**The exercise**
List every line in the data below that contains the word "green", copying each line in full.

**Data listing**
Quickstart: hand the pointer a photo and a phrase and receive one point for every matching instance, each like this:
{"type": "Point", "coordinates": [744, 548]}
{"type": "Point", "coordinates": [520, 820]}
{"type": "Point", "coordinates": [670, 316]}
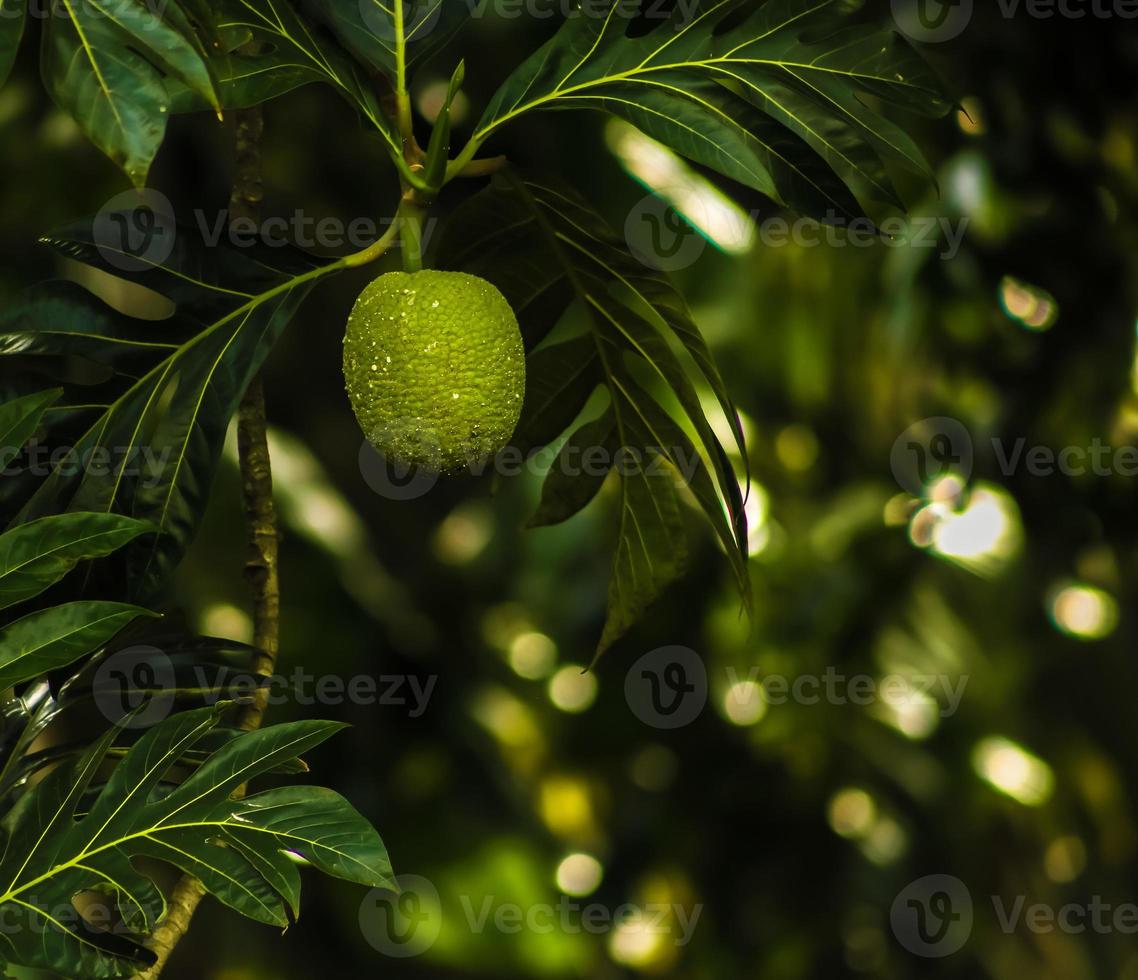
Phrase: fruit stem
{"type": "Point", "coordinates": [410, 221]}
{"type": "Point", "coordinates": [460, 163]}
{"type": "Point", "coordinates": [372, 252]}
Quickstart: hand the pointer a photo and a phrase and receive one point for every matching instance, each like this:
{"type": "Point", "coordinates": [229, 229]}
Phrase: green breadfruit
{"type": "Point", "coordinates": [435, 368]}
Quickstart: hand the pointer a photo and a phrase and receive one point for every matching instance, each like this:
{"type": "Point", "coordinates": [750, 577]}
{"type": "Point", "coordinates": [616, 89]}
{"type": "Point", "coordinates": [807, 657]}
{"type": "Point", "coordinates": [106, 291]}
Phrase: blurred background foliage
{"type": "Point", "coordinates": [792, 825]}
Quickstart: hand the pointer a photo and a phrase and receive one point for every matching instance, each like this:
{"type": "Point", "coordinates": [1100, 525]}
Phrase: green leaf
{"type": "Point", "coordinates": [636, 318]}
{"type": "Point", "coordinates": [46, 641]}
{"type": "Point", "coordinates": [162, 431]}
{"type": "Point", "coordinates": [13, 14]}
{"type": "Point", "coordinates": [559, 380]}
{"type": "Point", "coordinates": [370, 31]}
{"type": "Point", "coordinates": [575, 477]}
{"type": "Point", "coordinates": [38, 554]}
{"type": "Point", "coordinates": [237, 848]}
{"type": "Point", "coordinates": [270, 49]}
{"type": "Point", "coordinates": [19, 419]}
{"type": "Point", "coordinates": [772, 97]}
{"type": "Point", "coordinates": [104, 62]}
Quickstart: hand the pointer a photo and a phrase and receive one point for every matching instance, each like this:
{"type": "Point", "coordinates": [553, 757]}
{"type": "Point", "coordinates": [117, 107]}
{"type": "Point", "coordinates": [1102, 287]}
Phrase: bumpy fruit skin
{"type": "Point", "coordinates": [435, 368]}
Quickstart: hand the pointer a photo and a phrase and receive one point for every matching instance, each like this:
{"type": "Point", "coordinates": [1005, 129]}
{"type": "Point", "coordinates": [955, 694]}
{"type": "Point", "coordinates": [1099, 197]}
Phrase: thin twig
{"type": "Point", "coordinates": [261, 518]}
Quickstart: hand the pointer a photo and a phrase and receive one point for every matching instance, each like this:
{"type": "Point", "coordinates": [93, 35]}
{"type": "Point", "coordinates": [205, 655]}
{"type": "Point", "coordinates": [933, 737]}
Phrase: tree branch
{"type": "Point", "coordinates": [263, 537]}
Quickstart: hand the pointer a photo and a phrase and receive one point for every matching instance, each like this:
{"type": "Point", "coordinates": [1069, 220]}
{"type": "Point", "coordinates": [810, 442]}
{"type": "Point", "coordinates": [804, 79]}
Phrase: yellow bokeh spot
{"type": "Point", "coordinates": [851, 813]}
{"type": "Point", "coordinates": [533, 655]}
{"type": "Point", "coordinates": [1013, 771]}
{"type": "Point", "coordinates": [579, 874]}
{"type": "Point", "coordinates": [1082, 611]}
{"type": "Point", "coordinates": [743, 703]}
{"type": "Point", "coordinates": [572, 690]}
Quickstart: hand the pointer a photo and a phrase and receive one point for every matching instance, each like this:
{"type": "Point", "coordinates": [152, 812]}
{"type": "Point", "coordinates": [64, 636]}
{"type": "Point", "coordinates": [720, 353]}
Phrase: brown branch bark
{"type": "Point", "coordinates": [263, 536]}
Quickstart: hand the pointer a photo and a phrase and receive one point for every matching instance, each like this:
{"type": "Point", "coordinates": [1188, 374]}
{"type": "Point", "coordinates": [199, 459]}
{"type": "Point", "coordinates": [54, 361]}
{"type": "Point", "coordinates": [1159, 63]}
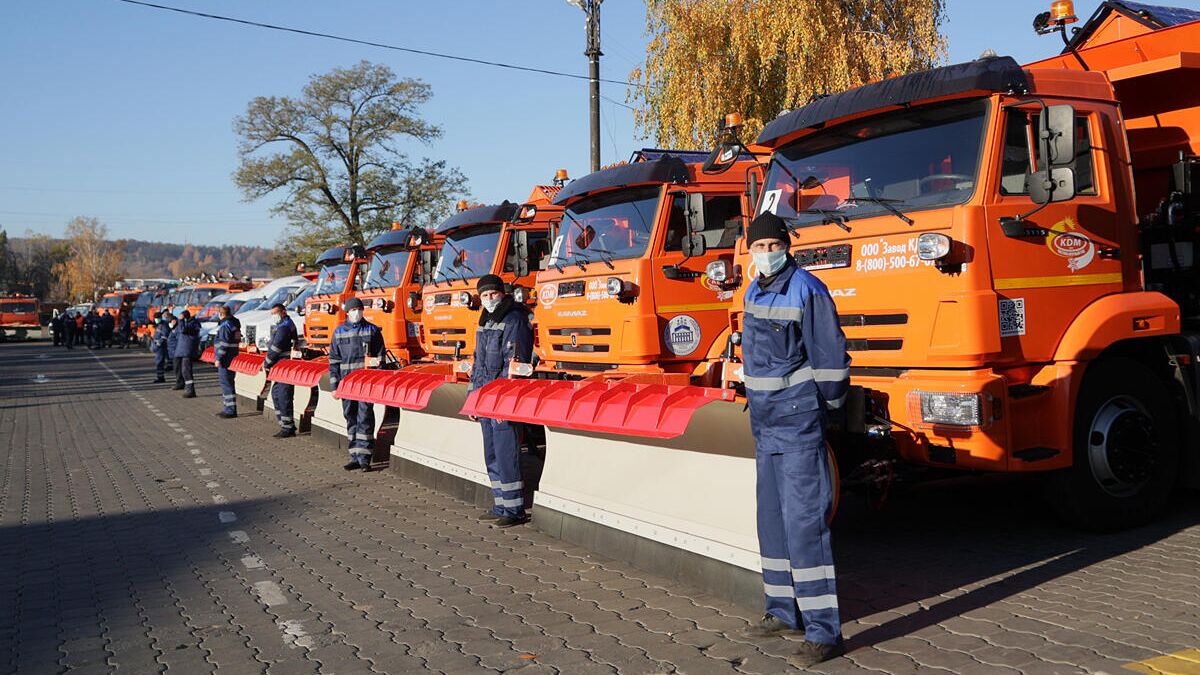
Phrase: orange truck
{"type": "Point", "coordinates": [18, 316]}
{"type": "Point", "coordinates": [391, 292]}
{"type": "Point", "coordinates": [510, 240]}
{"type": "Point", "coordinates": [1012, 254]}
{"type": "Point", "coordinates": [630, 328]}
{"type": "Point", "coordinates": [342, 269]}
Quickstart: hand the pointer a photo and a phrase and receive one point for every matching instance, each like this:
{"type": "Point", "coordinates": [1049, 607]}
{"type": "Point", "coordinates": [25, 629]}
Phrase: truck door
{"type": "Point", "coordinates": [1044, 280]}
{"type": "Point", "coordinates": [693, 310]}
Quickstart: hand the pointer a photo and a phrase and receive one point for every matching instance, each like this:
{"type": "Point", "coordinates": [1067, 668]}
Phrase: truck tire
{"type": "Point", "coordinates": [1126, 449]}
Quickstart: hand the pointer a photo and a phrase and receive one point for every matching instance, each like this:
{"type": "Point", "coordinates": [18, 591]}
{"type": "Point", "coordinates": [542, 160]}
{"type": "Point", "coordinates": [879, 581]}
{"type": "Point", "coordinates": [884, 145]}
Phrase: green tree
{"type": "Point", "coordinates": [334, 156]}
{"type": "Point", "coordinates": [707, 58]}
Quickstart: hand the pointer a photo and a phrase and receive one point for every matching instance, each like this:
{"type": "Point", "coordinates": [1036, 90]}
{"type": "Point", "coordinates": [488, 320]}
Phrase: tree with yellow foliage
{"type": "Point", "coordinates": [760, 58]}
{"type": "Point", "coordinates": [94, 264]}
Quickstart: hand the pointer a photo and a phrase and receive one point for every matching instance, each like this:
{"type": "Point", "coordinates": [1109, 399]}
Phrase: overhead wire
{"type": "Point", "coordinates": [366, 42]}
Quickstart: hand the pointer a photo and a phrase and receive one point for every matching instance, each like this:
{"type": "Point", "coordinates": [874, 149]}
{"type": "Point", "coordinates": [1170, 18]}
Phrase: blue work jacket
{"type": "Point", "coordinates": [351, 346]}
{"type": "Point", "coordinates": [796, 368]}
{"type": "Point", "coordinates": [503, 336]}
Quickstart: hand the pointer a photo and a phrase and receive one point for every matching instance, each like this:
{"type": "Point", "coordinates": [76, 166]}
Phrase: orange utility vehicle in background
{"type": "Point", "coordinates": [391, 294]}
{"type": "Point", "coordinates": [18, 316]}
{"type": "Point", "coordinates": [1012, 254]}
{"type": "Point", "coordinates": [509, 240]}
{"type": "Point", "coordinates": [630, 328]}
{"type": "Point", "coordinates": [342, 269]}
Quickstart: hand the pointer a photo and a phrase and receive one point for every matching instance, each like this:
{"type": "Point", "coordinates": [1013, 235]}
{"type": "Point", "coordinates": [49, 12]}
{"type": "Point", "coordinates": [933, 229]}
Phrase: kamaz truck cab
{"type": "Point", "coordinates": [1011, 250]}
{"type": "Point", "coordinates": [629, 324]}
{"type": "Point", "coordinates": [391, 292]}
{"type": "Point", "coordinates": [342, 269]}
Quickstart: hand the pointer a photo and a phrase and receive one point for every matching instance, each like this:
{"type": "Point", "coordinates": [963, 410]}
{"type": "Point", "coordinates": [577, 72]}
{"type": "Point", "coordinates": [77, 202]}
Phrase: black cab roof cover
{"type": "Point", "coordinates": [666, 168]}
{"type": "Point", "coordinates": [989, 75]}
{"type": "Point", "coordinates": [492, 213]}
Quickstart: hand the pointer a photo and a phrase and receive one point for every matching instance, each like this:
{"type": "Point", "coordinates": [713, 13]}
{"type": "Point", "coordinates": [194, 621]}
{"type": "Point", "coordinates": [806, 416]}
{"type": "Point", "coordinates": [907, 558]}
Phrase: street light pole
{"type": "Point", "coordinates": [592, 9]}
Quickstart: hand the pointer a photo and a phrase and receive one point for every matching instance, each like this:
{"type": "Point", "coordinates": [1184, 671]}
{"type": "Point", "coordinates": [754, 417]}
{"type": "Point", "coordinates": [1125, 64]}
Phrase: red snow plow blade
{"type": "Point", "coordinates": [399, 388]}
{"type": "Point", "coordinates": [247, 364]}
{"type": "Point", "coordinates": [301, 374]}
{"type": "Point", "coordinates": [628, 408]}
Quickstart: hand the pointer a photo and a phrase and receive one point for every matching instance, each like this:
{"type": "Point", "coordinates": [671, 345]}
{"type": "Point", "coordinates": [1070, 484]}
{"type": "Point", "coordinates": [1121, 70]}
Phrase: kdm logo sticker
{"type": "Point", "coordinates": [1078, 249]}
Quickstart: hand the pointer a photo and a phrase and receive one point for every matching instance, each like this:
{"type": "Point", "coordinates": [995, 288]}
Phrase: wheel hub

**Output of the task**
Phrase: green breadfruit
Phrase: green leaf
Phrase: green tree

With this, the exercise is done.